**The problem**
All of the data is to be set down again without alteration.

Records contained in a dataset:
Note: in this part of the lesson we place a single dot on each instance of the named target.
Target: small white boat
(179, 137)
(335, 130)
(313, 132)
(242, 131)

**Answer area**
Note: in this part of the lesson we place a single dot on each instance of the named target.
Target: small white boat
(179, 137)
(335, 130)
(313, 132)
(242, 131)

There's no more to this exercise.